>> START

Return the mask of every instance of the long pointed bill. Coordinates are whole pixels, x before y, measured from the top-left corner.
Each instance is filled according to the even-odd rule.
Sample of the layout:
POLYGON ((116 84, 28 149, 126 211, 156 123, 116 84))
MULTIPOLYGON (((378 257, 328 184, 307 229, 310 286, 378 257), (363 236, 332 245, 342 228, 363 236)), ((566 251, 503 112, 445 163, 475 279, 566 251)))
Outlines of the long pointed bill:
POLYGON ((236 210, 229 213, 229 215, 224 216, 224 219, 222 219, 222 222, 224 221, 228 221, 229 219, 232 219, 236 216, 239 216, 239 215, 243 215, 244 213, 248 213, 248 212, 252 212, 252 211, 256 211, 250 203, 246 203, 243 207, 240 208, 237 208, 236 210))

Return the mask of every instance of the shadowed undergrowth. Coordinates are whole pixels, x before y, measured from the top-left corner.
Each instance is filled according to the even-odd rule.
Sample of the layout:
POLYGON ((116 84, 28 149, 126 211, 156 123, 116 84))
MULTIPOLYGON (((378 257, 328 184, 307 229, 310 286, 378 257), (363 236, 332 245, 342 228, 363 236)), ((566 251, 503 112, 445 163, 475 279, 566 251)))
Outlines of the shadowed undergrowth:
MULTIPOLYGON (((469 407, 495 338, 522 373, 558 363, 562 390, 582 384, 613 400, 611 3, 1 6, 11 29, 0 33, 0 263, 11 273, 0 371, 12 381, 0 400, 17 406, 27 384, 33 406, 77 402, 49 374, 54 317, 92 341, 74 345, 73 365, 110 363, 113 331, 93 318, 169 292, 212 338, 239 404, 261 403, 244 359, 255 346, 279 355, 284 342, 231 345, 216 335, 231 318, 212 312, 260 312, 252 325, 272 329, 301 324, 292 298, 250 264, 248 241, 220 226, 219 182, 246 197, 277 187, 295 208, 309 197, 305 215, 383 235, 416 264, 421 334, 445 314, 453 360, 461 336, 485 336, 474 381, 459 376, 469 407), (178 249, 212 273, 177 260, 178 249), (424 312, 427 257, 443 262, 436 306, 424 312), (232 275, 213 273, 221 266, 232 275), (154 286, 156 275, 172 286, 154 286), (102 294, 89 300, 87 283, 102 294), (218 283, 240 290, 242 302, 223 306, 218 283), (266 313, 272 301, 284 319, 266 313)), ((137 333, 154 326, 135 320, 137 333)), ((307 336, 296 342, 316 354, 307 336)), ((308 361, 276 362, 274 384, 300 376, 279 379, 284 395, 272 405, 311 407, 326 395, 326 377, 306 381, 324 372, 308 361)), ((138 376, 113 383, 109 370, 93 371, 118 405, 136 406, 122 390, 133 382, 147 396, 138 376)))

>> END

* TASK BRIEF
Starting at the first line of the rows and stopping after the line that contains "POLYGON ((236 210, 229", format those lines as a numbered list and leave out any blank lines.

* WRITTEN ANSWER
1. Return the mask of every instance of the long pointed bill. Coordinates are whole pixels, x before y, measured from the top-left corner.
2. Each instance is filled according to the even-odd rule.
3. Sample of the layout:
4. POLYGON ((116 84, 28 149, 126 211, 156 123, 116 84))
5. MULTIPOLYGON (((378 257, 328 184, 307 229, 310 286, 378 257), (363 236, 332 245, 342 228, 363 236)), ((566 251, 503 112, 445 163, 475 279, 566 251)))
6. Outlines of the long pointed bill:
7. POLYGON ((236 210, 229 213, 229 215, 224 216, 224 219, 222 219, 222 222, 224 221, 228 221, 229 219, 232 219, 236 216, 239 216, 239 215, 243 215, 244 213, 248 213, 248 212, 252 212, 252 211, 256 211, 250 203, 246 203, 243 207, 240 208, 237 208, 236 210))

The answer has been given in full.